◆ À FAIRE:
Recopiez fidèlement le passage du texte sur les incidents du vote, en commençant par « Autre cas d’incendie » et en continuant jusqu'à « urbaine de Labé. ».

◆ EXTRAIT DU DOCUMENT:
——

A Dalaba dans les sous-préfectures de Ditinn, Kaala, Kebaly matériel électoral incendie
Koundara commune urbaine, bureau de vote numero1 ;
Dinguiraye dans la sous-préfecture de Lansanaya à Dayébhe ;
A Tangaly et à Fatako dans la préfecture de Tougué ;
Nzérékoré, 6 bureaux de vote à l’université dans le quartier Gbanhana (délocalisés)
A Macenta dans la sous-préfecture N’zebela deux bureaux de vote brulés à Doumou et Kouman
A Yomou dans la sous-préfecture Bowen, district woré 1 bureaux de vote de magasin plate-forme et maison des jeunes saccagés (rapporté hier nuit).
Autre cas d’incendie et violence :
Une vingtaine de boutiques incendiées à Sonfonia Casse, un vehicule calciné à Kobaya devant l’école Amadou Sylla et trois camions et une autre voiture à Fossidet sur la T6 dans la commune de Ratoma.
Destruction d’une usine de bois, et d’une dizaine de conteneurs et incendie de la maison du chef de quartier dans Wanidara 3 (rapporter hier samedi)
Deux menuiseries, et cinq conteneurs incendiés ainsi que le palais Kolima à kouroulah et Konkola dans la commune urbaine de Labé.
Les sous-préfets de Bantignel, Brouwal tappe ont été violentés puis chassés
La résidence du sous-prefet partiellement incendiée et le kit électoral brulés à Konah dans Tougué
Vote empêché :
Commune de Matoto : Ecole Gbessia cité II, Dabondy à l’école Primaire Bill Clinton ;
Commune de Ratoma : Collège Sonfonia rails ; Sonfonia centre 1, BV 5,7,8 à école franco arabe, Hamdallaye 1 et 2 (délocalisés) ; sur les 38 BV de Kolomah -soloprimo seulement deux BV ont pu être ouvert par les représentants des partis politiques candidats en l’absence des membres de BV
Commune de Dixinn : Les BV de Hafia1 permanence et Hafia3 le vote a été empêché et les bureaux de vote délocalisés.
Boffa, à Kolon et Katala le vote a été empêché;
Gaoual, Sous-préfecture de Kounsitel, Malanta (aucun bureau ouvert)
Koubia 1 seul centre de vote installé sur
Lélouma commune rurale de Sangalé, Manda, Linsa sara ; Commune urbaine Centre de vote de diala2.
Les membres de bureaux de votes chassés à Darah dans la préfecture de Tougué.
A Dalaba commune urbaine sur 47 bureaux de vote seulement 18 ont été installés.
A Labé dans commune urbaine sur les 220 bureaux de vote regroupés dans cinq centres seuls les centres de Konkola et Kouroula ont été ouverts mais le vote empêché à Kouroula par les jeunes.
Cas d’affrontements, blessé et de mort :
En général plusieurs cas de morts sont enregistrés à Conakry (six à confirmer par nos observateurs) et un cas à kegneko dans la préfecture de mamou.
A hamdallaye dans la commune de ratoma suite aux affrontements ;
A Nassouroulaye, observatrice du RdP, blessée, Fossidet sur la T6 affrontement entre manifestant et contre manifestant, plusieurs cas de blessés graves
Dans la commune urbaine de Gaoual, le président du bureau de vote ERC1 blessé et hospitalisé
Ailleurs, les groupes d’auto-défense et contre manifestants s’organisent dans les endroits de la capitale (Kobaya, Kiroti, kissosso…).

——

◆ DONNÉES ENREGISTRÉES:
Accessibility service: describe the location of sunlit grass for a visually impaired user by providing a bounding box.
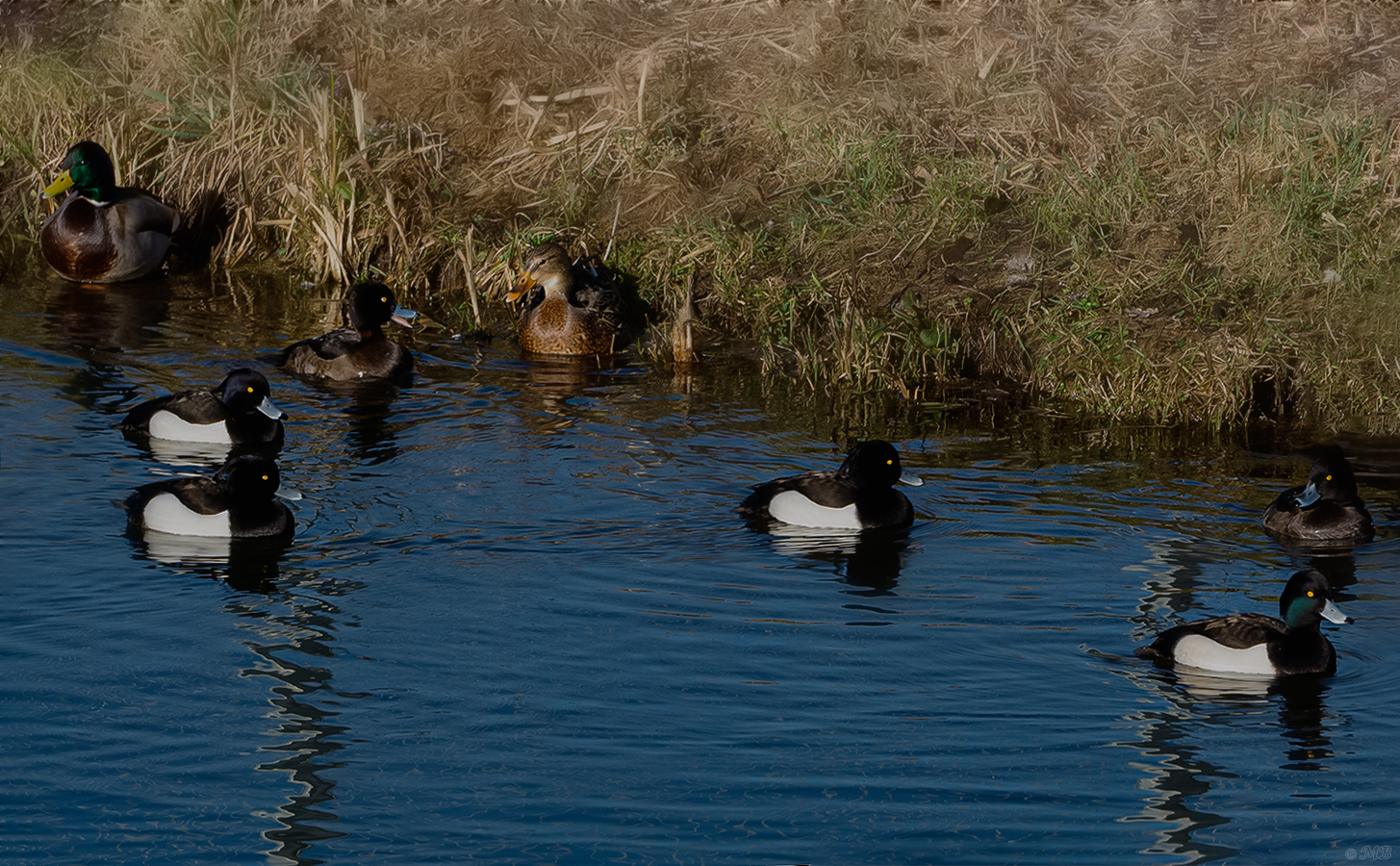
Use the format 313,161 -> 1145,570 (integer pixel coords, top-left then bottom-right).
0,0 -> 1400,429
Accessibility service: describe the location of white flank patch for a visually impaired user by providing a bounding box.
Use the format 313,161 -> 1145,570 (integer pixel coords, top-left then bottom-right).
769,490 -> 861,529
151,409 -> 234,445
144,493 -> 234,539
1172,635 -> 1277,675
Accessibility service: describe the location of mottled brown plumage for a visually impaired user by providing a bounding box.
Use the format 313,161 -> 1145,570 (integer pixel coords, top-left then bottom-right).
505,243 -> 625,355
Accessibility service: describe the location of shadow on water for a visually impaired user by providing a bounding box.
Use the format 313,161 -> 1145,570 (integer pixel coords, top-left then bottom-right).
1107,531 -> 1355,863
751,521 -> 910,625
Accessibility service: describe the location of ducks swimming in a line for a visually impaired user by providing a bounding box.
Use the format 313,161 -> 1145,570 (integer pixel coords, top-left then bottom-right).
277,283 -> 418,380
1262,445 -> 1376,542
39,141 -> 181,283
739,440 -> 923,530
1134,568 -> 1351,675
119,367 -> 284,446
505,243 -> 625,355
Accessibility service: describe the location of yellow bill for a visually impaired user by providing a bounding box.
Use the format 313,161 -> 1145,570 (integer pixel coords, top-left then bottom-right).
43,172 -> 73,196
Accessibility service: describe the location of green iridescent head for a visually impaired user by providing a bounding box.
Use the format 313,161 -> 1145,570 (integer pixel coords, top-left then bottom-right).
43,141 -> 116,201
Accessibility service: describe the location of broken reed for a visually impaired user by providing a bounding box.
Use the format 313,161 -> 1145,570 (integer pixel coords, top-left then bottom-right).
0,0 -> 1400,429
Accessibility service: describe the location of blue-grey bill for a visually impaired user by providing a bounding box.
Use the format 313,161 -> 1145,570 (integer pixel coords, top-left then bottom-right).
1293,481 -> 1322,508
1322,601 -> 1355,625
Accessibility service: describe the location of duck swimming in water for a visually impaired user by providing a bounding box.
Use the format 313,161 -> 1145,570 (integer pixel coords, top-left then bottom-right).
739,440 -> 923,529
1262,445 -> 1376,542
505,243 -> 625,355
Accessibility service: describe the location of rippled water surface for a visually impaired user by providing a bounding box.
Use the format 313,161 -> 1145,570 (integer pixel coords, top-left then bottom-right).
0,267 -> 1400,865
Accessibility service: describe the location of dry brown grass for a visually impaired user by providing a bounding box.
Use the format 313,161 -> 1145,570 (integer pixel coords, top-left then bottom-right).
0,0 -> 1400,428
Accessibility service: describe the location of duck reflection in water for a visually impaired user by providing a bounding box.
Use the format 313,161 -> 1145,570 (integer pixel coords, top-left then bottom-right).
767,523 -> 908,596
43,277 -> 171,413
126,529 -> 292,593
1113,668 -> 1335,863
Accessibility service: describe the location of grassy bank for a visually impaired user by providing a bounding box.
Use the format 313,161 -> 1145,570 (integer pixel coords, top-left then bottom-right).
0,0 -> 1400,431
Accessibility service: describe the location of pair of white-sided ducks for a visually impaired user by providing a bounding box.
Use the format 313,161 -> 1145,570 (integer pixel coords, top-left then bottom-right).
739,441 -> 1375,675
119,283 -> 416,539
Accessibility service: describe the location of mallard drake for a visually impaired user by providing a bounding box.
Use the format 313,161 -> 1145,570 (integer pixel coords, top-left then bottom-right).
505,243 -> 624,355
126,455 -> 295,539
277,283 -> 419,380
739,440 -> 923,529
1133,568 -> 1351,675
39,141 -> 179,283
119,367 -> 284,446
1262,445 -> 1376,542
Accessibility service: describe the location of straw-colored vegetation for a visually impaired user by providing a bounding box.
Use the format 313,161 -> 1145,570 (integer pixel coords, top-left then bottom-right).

——

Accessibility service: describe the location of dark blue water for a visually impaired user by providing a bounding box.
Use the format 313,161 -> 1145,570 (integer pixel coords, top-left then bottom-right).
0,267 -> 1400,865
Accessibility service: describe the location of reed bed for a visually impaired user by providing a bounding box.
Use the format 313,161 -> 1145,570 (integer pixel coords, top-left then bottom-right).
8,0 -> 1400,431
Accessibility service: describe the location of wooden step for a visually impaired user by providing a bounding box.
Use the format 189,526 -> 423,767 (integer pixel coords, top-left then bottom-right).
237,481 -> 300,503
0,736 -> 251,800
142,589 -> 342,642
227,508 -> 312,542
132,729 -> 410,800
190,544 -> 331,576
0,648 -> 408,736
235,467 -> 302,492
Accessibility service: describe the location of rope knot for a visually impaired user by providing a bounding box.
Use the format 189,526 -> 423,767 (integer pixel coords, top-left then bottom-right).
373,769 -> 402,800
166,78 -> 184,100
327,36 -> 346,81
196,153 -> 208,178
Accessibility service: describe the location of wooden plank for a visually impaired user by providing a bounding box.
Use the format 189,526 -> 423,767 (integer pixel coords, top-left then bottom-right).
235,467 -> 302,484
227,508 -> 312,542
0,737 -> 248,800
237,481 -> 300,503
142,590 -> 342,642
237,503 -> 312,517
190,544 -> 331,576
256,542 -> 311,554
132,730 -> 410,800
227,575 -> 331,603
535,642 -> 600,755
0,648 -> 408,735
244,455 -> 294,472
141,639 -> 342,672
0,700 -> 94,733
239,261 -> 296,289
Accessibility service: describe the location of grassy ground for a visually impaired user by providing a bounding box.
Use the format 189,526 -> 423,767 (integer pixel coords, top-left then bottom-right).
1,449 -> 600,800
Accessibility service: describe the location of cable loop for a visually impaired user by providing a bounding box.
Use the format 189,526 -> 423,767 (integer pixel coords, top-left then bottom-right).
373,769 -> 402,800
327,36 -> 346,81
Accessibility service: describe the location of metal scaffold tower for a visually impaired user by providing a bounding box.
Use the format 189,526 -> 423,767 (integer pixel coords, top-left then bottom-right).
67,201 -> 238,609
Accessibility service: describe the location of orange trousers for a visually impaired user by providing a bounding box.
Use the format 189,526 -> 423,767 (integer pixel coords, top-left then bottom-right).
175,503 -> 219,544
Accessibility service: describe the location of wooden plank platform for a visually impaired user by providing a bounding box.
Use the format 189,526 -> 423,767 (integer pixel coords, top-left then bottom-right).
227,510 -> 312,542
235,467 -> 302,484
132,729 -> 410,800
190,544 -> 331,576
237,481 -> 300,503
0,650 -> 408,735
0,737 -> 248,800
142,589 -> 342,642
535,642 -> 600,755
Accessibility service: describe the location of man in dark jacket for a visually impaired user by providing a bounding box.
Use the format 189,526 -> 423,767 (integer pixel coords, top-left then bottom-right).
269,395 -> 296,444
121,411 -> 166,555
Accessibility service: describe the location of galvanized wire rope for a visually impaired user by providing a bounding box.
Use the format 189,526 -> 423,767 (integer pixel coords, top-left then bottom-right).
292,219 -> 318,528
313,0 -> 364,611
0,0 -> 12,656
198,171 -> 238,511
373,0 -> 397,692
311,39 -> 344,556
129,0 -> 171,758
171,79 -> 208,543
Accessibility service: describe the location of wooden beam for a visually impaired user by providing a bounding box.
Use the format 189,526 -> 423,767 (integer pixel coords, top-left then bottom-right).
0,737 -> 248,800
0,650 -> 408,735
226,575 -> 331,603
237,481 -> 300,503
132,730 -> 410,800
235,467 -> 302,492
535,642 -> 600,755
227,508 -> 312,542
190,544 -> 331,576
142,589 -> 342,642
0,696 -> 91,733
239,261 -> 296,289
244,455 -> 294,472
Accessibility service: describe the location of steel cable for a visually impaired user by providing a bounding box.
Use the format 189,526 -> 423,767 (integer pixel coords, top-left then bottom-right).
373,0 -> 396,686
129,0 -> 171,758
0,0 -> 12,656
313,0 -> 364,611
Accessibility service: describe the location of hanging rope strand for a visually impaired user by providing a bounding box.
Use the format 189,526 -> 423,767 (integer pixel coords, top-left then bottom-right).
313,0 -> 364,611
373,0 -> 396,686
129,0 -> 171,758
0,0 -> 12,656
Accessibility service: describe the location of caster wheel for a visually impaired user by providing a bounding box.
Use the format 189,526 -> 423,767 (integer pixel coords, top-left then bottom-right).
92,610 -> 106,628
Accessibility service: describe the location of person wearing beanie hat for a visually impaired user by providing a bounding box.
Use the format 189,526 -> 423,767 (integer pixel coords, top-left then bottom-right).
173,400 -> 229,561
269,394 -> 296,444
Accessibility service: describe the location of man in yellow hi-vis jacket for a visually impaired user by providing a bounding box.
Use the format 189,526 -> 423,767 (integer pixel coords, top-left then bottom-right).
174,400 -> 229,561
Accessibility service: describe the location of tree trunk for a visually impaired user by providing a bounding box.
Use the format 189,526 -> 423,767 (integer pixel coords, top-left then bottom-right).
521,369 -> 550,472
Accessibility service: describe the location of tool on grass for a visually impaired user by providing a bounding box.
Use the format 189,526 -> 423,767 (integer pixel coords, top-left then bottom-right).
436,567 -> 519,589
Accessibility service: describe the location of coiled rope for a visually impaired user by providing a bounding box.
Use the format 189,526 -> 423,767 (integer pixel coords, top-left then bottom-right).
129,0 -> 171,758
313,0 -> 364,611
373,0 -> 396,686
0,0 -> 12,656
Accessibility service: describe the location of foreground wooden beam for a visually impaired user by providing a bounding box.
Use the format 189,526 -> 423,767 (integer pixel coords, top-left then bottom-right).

——

◆ ZONE DE RÉPONSE:
Autre cas d’incendie et violence :
Une vingtaine de boutiques incendiées à Sonfonia Casse, un vehicule calciné à Kobaya devant l’école Amadou Sylla et trois camions et une autre voiture à Fossidet sur la T6 dans la commune de Ratoma.
Destruction d’une usine de bois, et d’une dizaine de conteneurs et incendie de la maison du chef de quartier dans Wanidara 3 (rapporter hier samedi)
Deux menuiseries, et cinq conteneurs incendiés ainsi que le palais Kolima à kouroulah et Konkola dans la commune urbaine de Labé.